◆ **Tasks to perform**:
1. In the blog text, how long was the party that two couples made a 200-mile round trip to attend?
2. Write the next few sentences of the blog text, starting after "What did you think?"
Start of Text shown
So although I strive mightily to make this blog connection-neutral -- that is, my objective is to be just as interesting (or boring) to the random passer-by as I am to those who know me -- today is directed at those involved with the party. I have reason to believe several of them stop by this space from time to time! So, thanks:
- to Bill & Laurie, who came up with a few things I needed at the last minute
- to Faith, who carried tables and chairs back and forth, and helped set up
- to Bob, who helped me set up the PowerPoint show, and then (quite characteristically) gave up his spot so more people could crowd in to see it
- to Randy & Connie, who stayed after to help clean up the carnage
- to Phred & Natalie and Gary & Jolly, who made a 200-mile round trip for a 3-hour party
- to over 50 of our friends, both longstanding and recent (I make it a policy never to refer to "old" friends), who came and brought food and laughed and talked, and honored us by their presence
- to God, who in the midst of a spell of oppressive weather and frequent storms gave us a beautiful day -- more a necessity than a pleasure when you give a party for 50+ people at a 1000-sq ft camp!
Tonight the people were so fine
They waited there in line
And when they got up on their feet
They made the show
I hasten to say we didn't make anyone wait in line, and there were adequate chairs so no one had to be on their feet... but it was the people who made the show, and we say thanks to all. Let's see... only 6 more years till Mark turns 50; write that in your calendars now!
Tuesday, June 27, 2006
My Date With Donnie (Pt II)
Back already? What did you think?
End of Text shown
Start of Available data
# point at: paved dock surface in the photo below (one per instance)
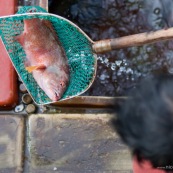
(63, 143)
End of Available data
◆ **Expected answers**:
1. Three hours.

2.
Now this song I mentioned was a hit for about 20 minutes. Plus it was, um, several years ago (hint: I was a DJ for the college’s 10-watt radio station at the time) and it was not the kind of worldwide smash you find being played on oldies radio -- and don’t think I’m not bitter that My Music wound up on “oldies” radio – so all I’ve had was my memories to carry me through. And since memory has a way of gilding the past (have I ever told you about my triumphs on the high school tennis team? Oh, all right, my “triumph” on the high school tennis team), the song just got better & better as the years passed.
When I found myself at flea markets and the like, I would often leaf through the albums box to see if old Donnie was there, but apparently the guy who bought his album was holding onto it. Gradually the song receded from the cluttered desktop of my mind to the back of the bottom drawer.
Not too many weeks ago I was walking down a street in a nearby city, on my way to Somewhere Else. Even a “be-right-back” somewhere else… but then I passed a used record store. Actually, I just realized, that’s redundant; there are no “new-record” stores. Anyway, there was a $1 box sitting on the sidewalk.
I’m getting there – don’t get ahead of me.
Oh, all right, you guessed it – I found Donnie in the box, metaphorically speaking. I went in the store, plunked down my buck, exchanged a few words with the guy working there – one of the few living humans who could be expected to have any clue what I was talking about – and became the proud owner of a 26-year-old vinyl album (on which I only recognized one song).
But there’s a new catch, and that was that my turntable was broken – some sort of needle/stylus issue. And since the turntable is (unsurprisingly, if you think about it) almost exactly the same age as the album, it was even money whether it was fixable.
I was brooding about this some days later as I sat at my computer, when suddenly it dawned on me: everything in the universe is available on the Internet. And since guys my age tend to be both nostalgia geeks and computer geeks, I wasn’t surprised to find a site dedicated to all things Donnie.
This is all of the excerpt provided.